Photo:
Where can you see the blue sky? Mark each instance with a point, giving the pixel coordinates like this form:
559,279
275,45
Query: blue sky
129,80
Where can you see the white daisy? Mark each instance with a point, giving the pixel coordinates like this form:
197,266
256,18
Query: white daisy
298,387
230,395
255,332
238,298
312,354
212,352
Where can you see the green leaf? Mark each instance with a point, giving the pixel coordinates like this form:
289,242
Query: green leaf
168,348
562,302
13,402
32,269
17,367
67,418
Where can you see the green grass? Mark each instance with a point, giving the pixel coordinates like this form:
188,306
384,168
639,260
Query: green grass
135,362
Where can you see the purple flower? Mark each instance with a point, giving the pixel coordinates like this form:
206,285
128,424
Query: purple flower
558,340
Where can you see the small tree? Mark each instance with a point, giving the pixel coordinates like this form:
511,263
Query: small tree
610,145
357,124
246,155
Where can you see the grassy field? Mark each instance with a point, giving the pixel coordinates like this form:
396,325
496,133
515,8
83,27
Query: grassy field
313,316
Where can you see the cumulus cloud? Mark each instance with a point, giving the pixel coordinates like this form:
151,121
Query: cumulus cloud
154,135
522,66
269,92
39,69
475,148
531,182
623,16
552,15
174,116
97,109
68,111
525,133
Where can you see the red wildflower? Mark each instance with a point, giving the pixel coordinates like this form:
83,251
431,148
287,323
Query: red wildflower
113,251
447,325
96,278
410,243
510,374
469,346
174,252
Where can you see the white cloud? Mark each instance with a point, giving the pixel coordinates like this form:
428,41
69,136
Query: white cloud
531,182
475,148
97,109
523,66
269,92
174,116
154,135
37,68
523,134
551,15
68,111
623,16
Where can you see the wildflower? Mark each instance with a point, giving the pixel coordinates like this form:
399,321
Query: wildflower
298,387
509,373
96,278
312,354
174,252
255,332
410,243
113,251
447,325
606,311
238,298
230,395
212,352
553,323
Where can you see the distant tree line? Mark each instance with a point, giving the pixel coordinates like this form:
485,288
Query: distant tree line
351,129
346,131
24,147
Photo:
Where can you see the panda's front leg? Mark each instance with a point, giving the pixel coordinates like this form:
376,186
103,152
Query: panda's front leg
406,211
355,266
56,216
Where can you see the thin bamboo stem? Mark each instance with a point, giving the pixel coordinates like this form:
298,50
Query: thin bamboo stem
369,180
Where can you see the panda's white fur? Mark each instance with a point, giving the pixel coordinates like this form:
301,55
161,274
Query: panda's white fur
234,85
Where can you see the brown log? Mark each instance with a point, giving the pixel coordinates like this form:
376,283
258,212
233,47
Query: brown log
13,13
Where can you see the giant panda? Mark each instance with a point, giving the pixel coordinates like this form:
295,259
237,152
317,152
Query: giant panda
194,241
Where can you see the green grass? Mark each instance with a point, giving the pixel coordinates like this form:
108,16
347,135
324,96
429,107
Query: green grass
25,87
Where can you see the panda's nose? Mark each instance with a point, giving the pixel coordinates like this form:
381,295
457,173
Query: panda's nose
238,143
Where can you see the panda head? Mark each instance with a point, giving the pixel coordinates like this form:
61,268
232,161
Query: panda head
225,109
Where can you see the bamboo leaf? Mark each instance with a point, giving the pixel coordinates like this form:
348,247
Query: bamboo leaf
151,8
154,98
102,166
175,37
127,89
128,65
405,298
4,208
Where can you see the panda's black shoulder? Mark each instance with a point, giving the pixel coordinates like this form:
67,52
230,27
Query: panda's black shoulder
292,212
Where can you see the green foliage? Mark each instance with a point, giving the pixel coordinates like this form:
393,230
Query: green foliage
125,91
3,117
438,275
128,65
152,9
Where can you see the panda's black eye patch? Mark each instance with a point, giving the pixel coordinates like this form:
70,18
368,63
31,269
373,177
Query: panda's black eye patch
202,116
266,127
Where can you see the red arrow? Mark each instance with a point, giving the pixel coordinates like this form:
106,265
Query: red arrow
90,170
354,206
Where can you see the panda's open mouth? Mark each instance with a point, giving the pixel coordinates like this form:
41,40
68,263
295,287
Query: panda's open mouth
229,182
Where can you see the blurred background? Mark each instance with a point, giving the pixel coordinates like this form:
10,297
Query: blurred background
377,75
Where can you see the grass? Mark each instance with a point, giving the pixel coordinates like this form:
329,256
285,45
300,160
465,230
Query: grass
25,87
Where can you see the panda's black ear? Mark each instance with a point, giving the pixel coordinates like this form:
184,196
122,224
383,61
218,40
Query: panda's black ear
◇ ◇ ◇
## What to produce
Set out every line of the listing above as a numbered list, omitting any blank lines.

## Reply to the task
1. Photo:
2. Where can you see the blue sky? Mark each instance with a point, giving the pixel coordinates like this form:
3. 559,279
4. 275,45
5. Query: blue sky
6. 129,80
7. Where can you see the white daisy? Mark each instance with a point, giving the pixel coordinates like this form:
8. 197,266
9. 256,18
10. Query: white daisy
11. 298,387
12. 230,395
13. 255,332
14. 238,298
15. 312,354
16. 212,352
17. Where can you see the green leaf? Mark each instance with a point, giving the pixel coordinates like this form:
18. 289,242
19. Query: green leaf
20. 168,348
21. 562,302
22. 13,402
23. 32,269
24. 17,367
25. 67,418
26. Where can you see the green grass? Mark each instance with a point, giving the pixel coordinates like this form:
27. 188,306
28. 384,168
29. 639,260
30. Query: green grass
31. 135,362
32. Where can you see the purple flower? Mark each instance with a point, giving the pixel coordinates like this form:
33. 206,285
34. 128,424
35. Query: purple flower
36. 558,340
37. Where can you see the small tree? Mark each instance with a point, giving the pixel coordinates like this form:
38. 511,263
39. Query: small tree
40. 610,145
41. 357,124
42. 246,155
43. Where can you see the grassy field? Mark each instance with a point, giving the pixel coordinates like this form:
44. 396,325
45. 496,133
46. 515,8
47. 83,27
48. Query: grassy field
49. 313,316
50. Where can you see the cumulus cloud? Mark each instance with a point, giving the pixel coordinates like this form:
51. 151,121
52. Query: cumulus cloud
53. 154,135
54. 522,66
55. 269,92
56. 39,69
57. 475,148
58. 531,182
59. 623,16
60. 552,15
61. 174,116
62. 97,109
63. 68,111
64. 525,133
65. Where can you see the red wildflower? Mark each instance with a point, giving the pixel coordinates like this form:
66. 83,251
67. 431,148
68. 287,323
69. Query: red wildflower
70. 113,251
71. 447,325
72. 96,278
73. 410,243
74. 510,374
75. 469,346
76. 174,252
77. Where can you see the white cloud? Mark each instance with a point, giving the pixel coordinates like this form:
78. 428,41
79. 69,136
80. Query: white cloud
81. 531,182
82. 475,148
83. 97,109
84. 523,66
85. 269,92
86. 174,116
87. 154,135
88. 37,68
89. 523,134
90. 551,15
91. 68,111
92. 623,16
93. Where can you see the wildflower? Mark each instance with a point, giving the pixel coordinates like this form:
94. 399,321
95. Query: wildflower
96. 298,387
97. 509,373
98. 96,278
99. 312,354
100. 174,252
101. 255,332
102. 410,243
103. 113,251
104. 447,325
105. 606,311
106. 238,298
107. 230,395
108. 212,352
109. 553,323
110. Where can you see the distant tree line? Mark each instance with a point, giving the pixel coordinates like this form:
111. 485,288
112. Query: distant tree line
113. 351,129
114. 346,131
115. 24,147
116. Photo:
117. Where can you see the panda's front leg? Mark each instance with a point, giving the pixel coordinates like this form:
118. 376,186
119. 103,152
120. Query: panda's front leg
121. 406,211
122. 355,266
123. 56,216
124. Where can you see the thin bamboo stem? Mark each instance with a point, giving the pixel coordinates like this form:
125. 298,50
126. Query: thin bamboo stem
127. 369,180
128. Where can you see the panda's white fur? Mark each instance with a point, giving the pixel coordinates like this form:
129. 301,55
130. 161,274
131. Query: panda's white fur
132. 234,85
133. Where can you see the brown log? Mark each instance with a point, giving the pixel coordinates like this form:
134. 376,283
135. 258,212
136. 233,47
137. Query: brown log
138. 13,13
139. Where can you see the giant panda? Mark each instance with a point, giving the pixel coordinates like this form:
140. 295,259
141. 237,152
142. 317,152
143. Query: giant panda
144. 194,241
145. Where can you see the green grass? Mark each instance with a point, giving the pixel coordinates like this form:
146. 108,16
147. 347,135
148. 324,96
149. 429,107
150. Query: green grass
151. 25,87
152. Where can you see the panda's nose? Mark each instance with a point, giving the pixel coordinates like this form:
153. 381,295
154. 457,173
155. Query: panda's nose
156. 238,143
157. Where can you see the panda head? Mark each instance with a point, giving the pixel coordinates like this form:
158. 61,268
159. 232,161
160. Query: panda head
161. 225,109
162. Where can you see the bamboo leaf? Mark each instance with a point, giving the pixel coordinates like this form:
163. 348,247
164. Query: bamboo leaf
165. 151,8
166. 154,98
167. 102,166
168. 175,37
169. 127,89
170. 128,65
171. 405,298
172. 4,208
173. Where can you see the panda's black shoulder? Mark each instance with a point, giving the pixel coordinates like this form:
174. 67,52
175. 230,27
176. Query: panda's black shoulder
177. 292,212
178. Where can you see the green foliage? Mark each instance with a point, giving the pixel coordinates like this form:
179. 393,230
180. Query: green foliage
181. 125,91
182. 3,117
183. 438,275
184. 128,65
185. 152,9
186. Where can you see the panda's black eye patch? Mark each instance with a point, giving the pixel coordinates like this form:
187. 70,18
188. 368,63
189. 31,269
190. 373,177
191. Query: panda's black eye patch
192. 202,116
193. 266,127
194. Where can you see the red arrow? Mark each instance with a point, giving the pixel coordinates like this form:
195. 106,265
196. Query: red arrow
197. 90,170
198. 354,206
199. Where can you see the panda's open mouth? Mark each instance with a point, giving the pixel coordinates like this form:
200. 41,40
201. 68,263
202. 295,287
203. Query: panda's open mouth
204. 229,182
205. Where can you see the blurred background? Mark each instance with a point, giving the pixel coordinates like this form:
206. 10,297
207. Query: blurred background
208. 377,75
209. Where can you see the grass? Mark each instance with a point, giving the pixel coordinates like this form:
210. 329,256
211. 285,45
212. 300,160
213. 465,230
214. Query: grass
215. 25,87
216. Where can you see the panda's black ear? Mark each instance with a point, giving the pixel coordinates like this form:
217. 184,196
218. 122,224
219. 383,61
220. 218,40
221. Query: panda's black ear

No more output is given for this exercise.